■ STATED EXERCISE: Revise the Compose Multiplatform dial write-up from "The dial has" up to and including "once it worked.", putting "coordination" in place of "choreography".

■ DOCUMENT TEXT:
>> start

I picked Compose Multiplatform — a framework I know well and genuinely enjoy — and started building.

Disclaimer

This project is strictly for educational purposes and is not affiliated with, associated with, authorized by, endorsed by, or in any way officially connected to Ferrari S.p.A., LoveFrom, or any of their subsidiaries or affiliates. “Ferrari”, the Prancing Horse logo, the “Luce” name, and all related designs are registered trademarks and the exclusive intellectual property of Ferrari S.p.A. This project generates no revenue and exists solely as a technical exploration for the developer community.

What it does

The dial has three modes, each with a distinct visual identity:

• Clock — a traditional analog face with hour, minute, and second hands against a dark dial
• Stopwatch — a yellow face with two sub-dials for minutes and hours, all clock hands converging on the elapsed seconds position
• Compass — a clean dial with cardinal directions and degree markers that rotate as the device moves

Switching between modes isn’t a jump cut. Everything morphs: the face color, the center shape, the tick mark lengths, the hands — all animate simultaneously. The clock’s pill-shaped center expands sideways into the stopwatch’s sub-dial housing, or collapses into the compass’s clean circle. This choreography was the hardest thing to get right, and the most satisfying once it worked.

The technical side

Drawing the dial: Canvas and polar coordinates

The entire dial is drawn on a Compose Canvas, using nothing but lines, arcs, paths, and text. There are no images or vector assets — everything is procedural.

The core geometry is polar. Each tick mark, hand, and label is placed by converting an angle and a radius into Cartesian coordinates:

val x = center.x + (radius * cos(angleRad)).toFloat()
val y = center.y + (radius * sin(angleRad)).toFloat()

The clock hands are drawn as Path objects — a rectangle with a rounded top (an arcTo semicircle) and an optional tail for the seconds hand. Getting the arc direction right in Compose’s canvas (y-axis points down, so clockwise is positive sweep) took some careful thinking.

Scaling was an interesting challenge. Because the dial needs to look identical at any size and on any display density, I use a single sizeRatio factor derived from the actual canvas pixel width:

sizeRatio = canvasWidth / 1144f  // 1144px is the base design size

Every size — tick lengths, stroke widths, hand widths, font sizes — is expressed as a multiple of sizeRatio. The critical detail is that you must not use dp.toPx() for canvas drawing, because toPx() bakes in the display density. On a 2× display, the canvas already has twice the pixels; a dp value that also doubles gives you proportions that are inconsistent across screens. The fix is to work in pure pixel fractions of the canvas size.

For text, the same principle applies to sp: instead of fontSize = 48.sp * sizeRatio (which includes the display DPI factor from sp), I compute the exact canvas-pixel size I want and convert it back to sp by neutralising density and font scale:

fontSize = (48f * sizeRatio / density / fontScale).sp

Compose animations: morphing state

The morphing effect is powered by Compose updateTransition, a declarative API that manages multiple animations in sync. By associating this single transition with several extension methods — such as animateColor for the dial face or animateDp for dimensions and positions — we can define exactly how each property should look for our three states: Clock, Stopwatch, and Compass.

>> end

■ DATA LINES:

>> start

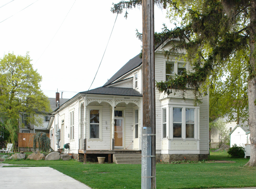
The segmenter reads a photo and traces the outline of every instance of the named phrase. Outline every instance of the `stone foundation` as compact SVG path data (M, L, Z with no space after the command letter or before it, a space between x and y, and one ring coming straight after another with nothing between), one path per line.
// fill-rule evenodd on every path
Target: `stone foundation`
M165 162L171 162L176 161L198 161L203 159L208 159L208 155L198 154L156 154L156 160L159 162L160 160Z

>> end

■ REPLY TO THE EXERCISE:
The dial has three modes, each with a distinct visual identity:

• Clock — a traditional analog face with hour, minute, and second hands against a dark dial
• Stopwatch — a yellow face with two sub-dials for minutes and hours, all clock hands converging on the elapsed seconds position
• Compass — a clean dial with cardinal directions and degree markers that rotate as the device moves

Switching between modes isn’t a jump cut. Everything morphs: the face color, the center shape, the tick mark lengths, the hands — all animate simultaneously. The clock’s pill-shaped center expands sideways into the stopwatch’s sub-dial housing, or collapses into the compass’s clean circle. This coordination was the hardest thing to get right, and the most satisfying once it worked.